= DATA IN THIS EXERCISE =
##############################
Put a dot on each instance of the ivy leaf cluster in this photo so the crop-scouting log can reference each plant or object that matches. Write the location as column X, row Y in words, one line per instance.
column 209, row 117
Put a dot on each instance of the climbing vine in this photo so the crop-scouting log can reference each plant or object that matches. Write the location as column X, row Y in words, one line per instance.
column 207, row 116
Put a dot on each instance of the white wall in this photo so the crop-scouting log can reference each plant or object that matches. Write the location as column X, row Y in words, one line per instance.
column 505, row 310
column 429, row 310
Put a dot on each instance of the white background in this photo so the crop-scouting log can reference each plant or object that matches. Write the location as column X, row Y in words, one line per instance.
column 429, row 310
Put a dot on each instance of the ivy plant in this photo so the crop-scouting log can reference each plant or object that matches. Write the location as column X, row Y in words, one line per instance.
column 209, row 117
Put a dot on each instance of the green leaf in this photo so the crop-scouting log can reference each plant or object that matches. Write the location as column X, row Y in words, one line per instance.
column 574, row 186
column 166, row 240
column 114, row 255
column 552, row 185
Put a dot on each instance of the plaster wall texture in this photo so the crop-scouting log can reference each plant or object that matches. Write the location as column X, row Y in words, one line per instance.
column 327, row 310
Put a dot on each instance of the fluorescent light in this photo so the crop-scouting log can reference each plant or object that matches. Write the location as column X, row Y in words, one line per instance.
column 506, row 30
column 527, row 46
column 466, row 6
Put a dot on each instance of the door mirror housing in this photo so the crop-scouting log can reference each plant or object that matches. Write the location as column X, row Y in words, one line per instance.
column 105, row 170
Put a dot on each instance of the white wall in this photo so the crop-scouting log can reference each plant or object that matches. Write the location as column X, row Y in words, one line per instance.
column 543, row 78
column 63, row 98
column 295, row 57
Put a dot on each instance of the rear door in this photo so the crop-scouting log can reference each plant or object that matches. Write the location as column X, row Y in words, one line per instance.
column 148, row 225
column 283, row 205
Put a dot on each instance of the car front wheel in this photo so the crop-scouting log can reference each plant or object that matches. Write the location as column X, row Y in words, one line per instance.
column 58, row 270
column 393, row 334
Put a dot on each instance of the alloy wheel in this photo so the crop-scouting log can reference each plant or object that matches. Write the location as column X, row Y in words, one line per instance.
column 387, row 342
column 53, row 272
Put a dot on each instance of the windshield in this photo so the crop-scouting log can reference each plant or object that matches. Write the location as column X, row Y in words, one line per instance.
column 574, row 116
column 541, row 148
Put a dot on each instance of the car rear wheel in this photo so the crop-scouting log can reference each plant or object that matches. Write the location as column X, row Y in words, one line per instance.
##############################
Output the listing above word for word.

= COMPLETE ANSWER =
Put a dot on each instance of the ivy leaf cluster in this photo so the crop-scouting log can reference each plant or object that matches. Write the location as column X, row Y in words, one line per instance.
column 209, row 117
Put a dot on each instance of the climbing vine in this photo so the crop-scouting log can reference each plant or object that matches. Write the location as column X, row Y in words, one line per instance.
column 207, row 116
Put a dot on each instance of the white wall in this photo so the crop-scouting log can reference each plant or object that matches. Write the location as column X, row Y in words, one line per instance.
column 505, row 310
column 429, row 310
Put a dot on each instance of the white background in this photo so the crop-scouting log can reference each plant or object that matches. Write the location as column X, row Y in words, one line per instance.
column 429, row 310
Put a dot on each instance of the ivy plant in this photo so the crop-scouting log can reference each plant or object that matches. Write the location as column X, row Y in words, one line per instance.
column 209, row 117
Put a dot on each instance of the green leaf in this photo so the crop-scouting log can reference each plant or object that matches. Write the location as column X, row Y in words, one line per instance.
column 574, row 186
column 166, row 240
column 114, row 255
column 552, row 185
Put a dot on each instance of the plaster wall texture in this photo so the crop-scouting log can reference each plant or object that matches. Write the location as column X, row Y in words, one line per instance.
column 327, row 310
Put a dot on each instance of the fluorescent light in this photo so the crop-scouting log can reference each plant or object that matches. Write the location as column X, row Y in words, one line per instance.
column 506, row 30
column 527, row 46
column 466, row 6
Put a dot on each instance of the door mirror housing in this photo so the crop-scouting log can reference each plant or object that matches. Write the location as column X, row Y in words, one line per instance.
column 105, row 170
Put a dot on each instance of the white wall in this photo so the crop-scouting log can reference each plant or object that matches. Write the location as column X, row Y in words, one line per instance.
column 543, row 78
column 63, row 98
column 295, row 57
Put a dot on each instance of the rear door in this photo so the crop-scouting log can reference each plant or object that matches. Write the location as column X, row Y in words, one line per instance.
column 148, row 225
column 283, row 205
Put a dot on each instance of the car front wheel in this photo so the crop-scouting log can reference each plant or object that matches. Write the location as column X, row Y in words, one line per instance.
column 58, row 270
column 393, row 334
Put a dot on each instance of the alloy wheel in this photo so the crop-scouting log can reference each plant or object that matches. Write the location as column X, row Y in words, one line per instance.
column 387, row 342
column 53, row 272
Put a dot on each instance of the windshield in this photo so the crop-scouting log can reference each plant or object that matches. Write the location as column X, row Y in words, one line per instance.
column 574, row 116
column 541, row 148
Put a dot on each instance of the car rear wheel in this photo so the crop-scouting log can reference each plant or object that matches. Write the location as column X, row Y in words, one line per instance.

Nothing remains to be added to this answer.